GOAL OF THE EXERCISE: Copy out exactly the lines below that run from the one holding "positive clicks: (496, 292)" to the one holding "box: [274, 86, 633, 293]", keeping both of those lines and no others.

SOURCE RECORDS:
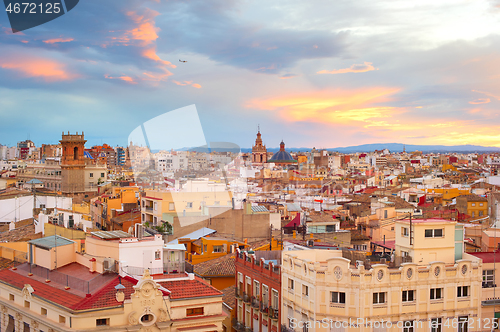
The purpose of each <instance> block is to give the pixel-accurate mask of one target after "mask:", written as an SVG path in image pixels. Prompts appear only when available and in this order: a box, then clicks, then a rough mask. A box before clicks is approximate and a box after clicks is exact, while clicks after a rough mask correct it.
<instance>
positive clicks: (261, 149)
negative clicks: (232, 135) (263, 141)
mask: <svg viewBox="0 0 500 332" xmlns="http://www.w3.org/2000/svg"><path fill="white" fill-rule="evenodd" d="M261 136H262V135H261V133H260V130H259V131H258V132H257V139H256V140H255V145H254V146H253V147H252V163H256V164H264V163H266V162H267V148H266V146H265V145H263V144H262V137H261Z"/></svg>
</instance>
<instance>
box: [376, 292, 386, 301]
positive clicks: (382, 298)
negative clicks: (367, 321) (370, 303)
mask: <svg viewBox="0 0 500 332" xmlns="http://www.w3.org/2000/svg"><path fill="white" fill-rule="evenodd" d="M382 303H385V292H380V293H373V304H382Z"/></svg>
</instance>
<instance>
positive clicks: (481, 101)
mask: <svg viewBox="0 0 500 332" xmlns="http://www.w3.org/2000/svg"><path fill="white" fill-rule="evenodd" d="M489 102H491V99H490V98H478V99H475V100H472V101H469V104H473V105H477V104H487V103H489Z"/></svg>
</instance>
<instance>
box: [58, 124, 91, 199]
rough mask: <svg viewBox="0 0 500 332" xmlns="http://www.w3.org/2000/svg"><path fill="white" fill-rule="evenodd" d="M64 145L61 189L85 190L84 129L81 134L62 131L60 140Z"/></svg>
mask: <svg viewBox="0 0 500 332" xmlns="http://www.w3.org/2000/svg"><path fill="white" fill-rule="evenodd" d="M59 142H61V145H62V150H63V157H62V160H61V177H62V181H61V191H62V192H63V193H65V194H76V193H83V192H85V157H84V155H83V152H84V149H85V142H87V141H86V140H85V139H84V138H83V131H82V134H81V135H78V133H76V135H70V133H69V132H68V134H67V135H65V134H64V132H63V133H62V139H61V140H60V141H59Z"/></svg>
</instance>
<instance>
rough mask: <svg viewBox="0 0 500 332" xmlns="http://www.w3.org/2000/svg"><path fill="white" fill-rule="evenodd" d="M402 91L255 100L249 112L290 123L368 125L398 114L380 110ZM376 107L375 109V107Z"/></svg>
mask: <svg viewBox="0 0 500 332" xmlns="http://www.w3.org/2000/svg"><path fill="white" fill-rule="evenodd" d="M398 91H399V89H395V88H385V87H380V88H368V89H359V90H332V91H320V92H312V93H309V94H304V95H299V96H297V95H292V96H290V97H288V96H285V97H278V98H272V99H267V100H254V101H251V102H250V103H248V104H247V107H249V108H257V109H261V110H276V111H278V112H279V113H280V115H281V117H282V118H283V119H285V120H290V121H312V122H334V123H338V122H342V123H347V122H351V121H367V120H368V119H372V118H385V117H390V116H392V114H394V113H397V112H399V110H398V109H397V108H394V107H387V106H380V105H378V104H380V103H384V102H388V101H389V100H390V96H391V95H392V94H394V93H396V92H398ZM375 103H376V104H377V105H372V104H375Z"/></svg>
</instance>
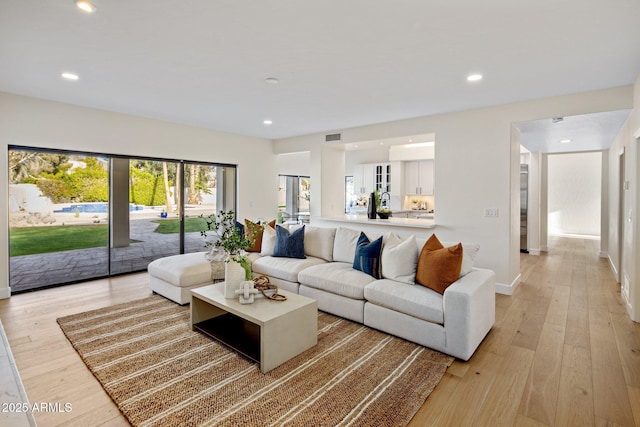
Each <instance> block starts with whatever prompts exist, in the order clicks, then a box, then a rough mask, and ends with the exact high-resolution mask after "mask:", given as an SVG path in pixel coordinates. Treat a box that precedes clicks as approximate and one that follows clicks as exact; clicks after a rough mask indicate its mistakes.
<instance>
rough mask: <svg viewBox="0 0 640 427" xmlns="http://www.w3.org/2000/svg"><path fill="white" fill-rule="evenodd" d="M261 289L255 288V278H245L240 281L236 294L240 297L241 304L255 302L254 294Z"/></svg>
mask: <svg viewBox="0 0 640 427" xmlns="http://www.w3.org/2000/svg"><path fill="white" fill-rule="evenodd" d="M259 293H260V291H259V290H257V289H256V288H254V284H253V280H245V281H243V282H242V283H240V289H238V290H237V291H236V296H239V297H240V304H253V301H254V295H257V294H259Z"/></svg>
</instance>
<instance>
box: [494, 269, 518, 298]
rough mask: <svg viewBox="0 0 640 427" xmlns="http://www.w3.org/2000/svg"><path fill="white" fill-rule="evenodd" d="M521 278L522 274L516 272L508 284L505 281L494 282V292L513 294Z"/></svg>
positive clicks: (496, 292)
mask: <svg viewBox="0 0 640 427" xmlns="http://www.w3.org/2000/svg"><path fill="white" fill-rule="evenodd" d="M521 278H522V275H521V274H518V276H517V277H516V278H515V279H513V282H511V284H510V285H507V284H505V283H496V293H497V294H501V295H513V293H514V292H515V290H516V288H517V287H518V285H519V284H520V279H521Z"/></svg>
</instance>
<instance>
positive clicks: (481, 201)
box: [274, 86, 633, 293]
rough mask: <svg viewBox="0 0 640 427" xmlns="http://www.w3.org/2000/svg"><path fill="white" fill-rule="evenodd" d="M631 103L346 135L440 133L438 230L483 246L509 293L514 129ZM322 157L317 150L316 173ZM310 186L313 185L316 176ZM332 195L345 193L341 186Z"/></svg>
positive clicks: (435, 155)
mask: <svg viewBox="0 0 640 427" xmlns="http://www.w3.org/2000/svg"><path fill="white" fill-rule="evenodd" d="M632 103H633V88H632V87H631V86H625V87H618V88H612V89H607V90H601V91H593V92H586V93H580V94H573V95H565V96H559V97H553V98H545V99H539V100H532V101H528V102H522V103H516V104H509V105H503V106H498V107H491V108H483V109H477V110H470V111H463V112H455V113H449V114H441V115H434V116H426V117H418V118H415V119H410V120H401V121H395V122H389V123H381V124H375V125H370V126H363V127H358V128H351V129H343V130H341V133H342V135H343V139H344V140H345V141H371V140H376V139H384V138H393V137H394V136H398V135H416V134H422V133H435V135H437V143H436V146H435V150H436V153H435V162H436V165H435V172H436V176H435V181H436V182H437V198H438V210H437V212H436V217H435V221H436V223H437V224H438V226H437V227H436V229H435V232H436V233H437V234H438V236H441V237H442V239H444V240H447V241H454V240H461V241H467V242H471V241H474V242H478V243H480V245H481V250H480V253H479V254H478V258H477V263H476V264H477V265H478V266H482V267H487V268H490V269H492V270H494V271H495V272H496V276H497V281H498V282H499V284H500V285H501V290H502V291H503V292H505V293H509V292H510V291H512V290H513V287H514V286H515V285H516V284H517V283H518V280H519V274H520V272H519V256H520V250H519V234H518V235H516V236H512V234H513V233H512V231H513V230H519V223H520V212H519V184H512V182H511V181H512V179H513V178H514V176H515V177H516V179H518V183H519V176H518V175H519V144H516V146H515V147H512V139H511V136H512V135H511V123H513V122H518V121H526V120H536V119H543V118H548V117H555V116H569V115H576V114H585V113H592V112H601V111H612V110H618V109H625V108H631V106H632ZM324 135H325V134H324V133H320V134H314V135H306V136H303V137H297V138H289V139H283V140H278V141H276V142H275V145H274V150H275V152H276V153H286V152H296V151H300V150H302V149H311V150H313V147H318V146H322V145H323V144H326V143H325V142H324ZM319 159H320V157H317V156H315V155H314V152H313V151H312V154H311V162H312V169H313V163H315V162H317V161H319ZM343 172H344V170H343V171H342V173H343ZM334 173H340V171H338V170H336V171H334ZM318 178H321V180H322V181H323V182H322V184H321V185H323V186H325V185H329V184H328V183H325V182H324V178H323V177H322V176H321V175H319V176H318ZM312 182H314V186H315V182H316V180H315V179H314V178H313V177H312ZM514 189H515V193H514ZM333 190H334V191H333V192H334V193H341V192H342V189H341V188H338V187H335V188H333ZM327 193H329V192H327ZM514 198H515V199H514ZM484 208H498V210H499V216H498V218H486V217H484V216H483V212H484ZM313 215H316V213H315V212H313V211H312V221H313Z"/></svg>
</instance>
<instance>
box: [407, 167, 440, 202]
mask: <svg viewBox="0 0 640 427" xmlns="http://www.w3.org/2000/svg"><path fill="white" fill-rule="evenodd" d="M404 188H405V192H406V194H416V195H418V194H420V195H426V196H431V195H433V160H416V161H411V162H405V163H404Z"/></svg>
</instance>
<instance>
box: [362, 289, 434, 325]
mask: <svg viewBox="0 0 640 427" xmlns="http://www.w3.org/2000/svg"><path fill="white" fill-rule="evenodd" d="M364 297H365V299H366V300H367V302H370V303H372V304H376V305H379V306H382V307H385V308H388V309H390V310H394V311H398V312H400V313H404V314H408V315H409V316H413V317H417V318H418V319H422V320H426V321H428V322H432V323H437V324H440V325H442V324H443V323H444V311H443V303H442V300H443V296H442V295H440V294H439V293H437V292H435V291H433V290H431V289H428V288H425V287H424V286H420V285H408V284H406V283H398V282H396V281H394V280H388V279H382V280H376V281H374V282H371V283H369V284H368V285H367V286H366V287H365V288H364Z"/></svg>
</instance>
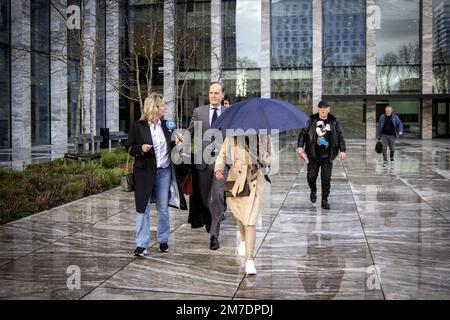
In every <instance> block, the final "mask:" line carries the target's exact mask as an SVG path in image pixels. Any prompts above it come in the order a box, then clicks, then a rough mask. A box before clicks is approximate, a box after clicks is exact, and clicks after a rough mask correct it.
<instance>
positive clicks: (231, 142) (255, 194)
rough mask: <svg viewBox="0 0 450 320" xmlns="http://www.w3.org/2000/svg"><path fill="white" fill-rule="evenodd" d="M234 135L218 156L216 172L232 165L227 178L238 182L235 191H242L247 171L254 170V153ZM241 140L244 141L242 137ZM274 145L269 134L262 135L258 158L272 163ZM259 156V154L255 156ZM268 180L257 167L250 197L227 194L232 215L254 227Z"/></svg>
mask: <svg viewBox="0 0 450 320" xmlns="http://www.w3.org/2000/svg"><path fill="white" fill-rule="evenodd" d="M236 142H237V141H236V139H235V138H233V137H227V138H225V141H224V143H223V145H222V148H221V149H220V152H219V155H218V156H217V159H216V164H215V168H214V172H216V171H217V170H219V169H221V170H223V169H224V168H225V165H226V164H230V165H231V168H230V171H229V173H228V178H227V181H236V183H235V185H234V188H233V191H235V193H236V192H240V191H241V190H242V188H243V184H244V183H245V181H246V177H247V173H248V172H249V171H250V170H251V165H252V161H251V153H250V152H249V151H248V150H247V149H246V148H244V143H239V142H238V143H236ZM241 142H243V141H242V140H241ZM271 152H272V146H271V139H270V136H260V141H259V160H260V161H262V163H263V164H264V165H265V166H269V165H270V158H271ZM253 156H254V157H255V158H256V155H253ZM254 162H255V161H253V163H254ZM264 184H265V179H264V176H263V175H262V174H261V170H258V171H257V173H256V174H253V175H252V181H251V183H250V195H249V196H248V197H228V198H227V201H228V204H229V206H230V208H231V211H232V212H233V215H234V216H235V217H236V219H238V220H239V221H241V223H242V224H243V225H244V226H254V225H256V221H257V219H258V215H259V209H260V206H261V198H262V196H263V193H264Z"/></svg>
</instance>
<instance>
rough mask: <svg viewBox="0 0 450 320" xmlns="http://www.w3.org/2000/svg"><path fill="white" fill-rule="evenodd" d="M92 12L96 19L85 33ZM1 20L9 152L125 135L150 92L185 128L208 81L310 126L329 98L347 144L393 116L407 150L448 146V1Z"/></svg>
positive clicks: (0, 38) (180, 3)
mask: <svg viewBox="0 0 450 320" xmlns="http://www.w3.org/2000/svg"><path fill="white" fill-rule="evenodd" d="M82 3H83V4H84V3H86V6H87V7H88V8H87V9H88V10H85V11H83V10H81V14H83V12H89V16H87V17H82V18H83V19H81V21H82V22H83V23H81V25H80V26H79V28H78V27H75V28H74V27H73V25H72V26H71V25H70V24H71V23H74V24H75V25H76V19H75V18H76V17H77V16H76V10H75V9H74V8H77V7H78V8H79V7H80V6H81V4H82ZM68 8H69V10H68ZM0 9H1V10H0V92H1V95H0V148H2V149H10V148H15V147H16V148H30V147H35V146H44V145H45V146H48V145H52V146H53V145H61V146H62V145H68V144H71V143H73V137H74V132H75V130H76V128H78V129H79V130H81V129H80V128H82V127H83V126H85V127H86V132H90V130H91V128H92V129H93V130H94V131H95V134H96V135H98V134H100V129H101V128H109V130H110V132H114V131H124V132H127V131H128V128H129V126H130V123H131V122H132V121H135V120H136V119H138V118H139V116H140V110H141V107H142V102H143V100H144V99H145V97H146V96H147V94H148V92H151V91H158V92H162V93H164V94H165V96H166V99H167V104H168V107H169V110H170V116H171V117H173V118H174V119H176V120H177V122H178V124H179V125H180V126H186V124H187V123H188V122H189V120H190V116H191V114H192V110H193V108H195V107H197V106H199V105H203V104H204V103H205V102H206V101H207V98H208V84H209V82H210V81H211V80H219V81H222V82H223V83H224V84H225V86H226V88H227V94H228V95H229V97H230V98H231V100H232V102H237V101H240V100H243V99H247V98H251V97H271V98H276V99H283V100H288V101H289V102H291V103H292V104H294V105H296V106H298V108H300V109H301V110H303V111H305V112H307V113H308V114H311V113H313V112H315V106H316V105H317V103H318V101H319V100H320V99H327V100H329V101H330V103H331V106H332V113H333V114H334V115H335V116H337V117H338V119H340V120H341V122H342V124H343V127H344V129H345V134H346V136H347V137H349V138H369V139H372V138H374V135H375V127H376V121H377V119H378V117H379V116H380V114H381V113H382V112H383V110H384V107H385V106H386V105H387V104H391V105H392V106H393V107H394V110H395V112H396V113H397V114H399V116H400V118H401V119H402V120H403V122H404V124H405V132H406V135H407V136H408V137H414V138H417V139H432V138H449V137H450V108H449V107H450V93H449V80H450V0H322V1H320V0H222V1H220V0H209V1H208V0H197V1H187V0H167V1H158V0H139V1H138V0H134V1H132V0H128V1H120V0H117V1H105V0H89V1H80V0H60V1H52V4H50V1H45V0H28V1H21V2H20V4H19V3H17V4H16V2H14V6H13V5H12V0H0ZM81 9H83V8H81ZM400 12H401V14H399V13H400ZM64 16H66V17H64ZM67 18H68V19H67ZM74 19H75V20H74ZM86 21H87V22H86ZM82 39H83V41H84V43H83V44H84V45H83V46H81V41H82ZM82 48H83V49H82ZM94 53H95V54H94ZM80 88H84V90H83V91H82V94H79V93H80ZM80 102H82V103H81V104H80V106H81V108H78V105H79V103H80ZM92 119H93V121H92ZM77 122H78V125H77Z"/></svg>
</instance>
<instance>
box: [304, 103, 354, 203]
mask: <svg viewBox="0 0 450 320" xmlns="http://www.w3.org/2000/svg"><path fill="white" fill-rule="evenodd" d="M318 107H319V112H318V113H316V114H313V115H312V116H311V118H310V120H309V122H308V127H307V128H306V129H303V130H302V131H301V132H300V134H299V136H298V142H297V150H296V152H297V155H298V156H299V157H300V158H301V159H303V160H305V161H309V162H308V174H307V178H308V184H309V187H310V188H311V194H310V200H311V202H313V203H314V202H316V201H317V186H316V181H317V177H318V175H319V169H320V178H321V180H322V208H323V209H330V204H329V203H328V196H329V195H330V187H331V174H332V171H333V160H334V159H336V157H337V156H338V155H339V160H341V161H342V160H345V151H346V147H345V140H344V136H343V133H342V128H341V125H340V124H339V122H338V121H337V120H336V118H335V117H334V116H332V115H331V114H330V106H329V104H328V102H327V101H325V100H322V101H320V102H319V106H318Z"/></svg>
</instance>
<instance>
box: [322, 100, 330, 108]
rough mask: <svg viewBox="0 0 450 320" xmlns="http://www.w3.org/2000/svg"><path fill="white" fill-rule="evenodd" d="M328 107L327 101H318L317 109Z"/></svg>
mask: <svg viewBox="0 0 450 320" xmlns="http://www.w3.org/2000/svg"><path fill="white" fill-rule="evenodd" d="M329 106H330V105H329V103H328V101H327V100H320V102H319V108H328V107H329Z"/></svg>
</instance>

ANSWER TO THE PROBLEM:
positive clicks: (496, 292)
mask: <svg viewBox="0 0 640 427" xmlns="http://www.w3.org/2000/svg"><path fill="white" fill-rule="evenodd" d="M521 278H522V275H521V274H518V276H517V277H516V278H515V279H513V282H511V284H510V285H507V284H505V283H496V293H497V294H501V295H513V293H514V292H515V290H516V288H517V287H518V285H519V284H520V279H521Z"/></svg>
</instance>
<instance>
positive clicks: (481, 201)
box: [274, 86, 633, 293]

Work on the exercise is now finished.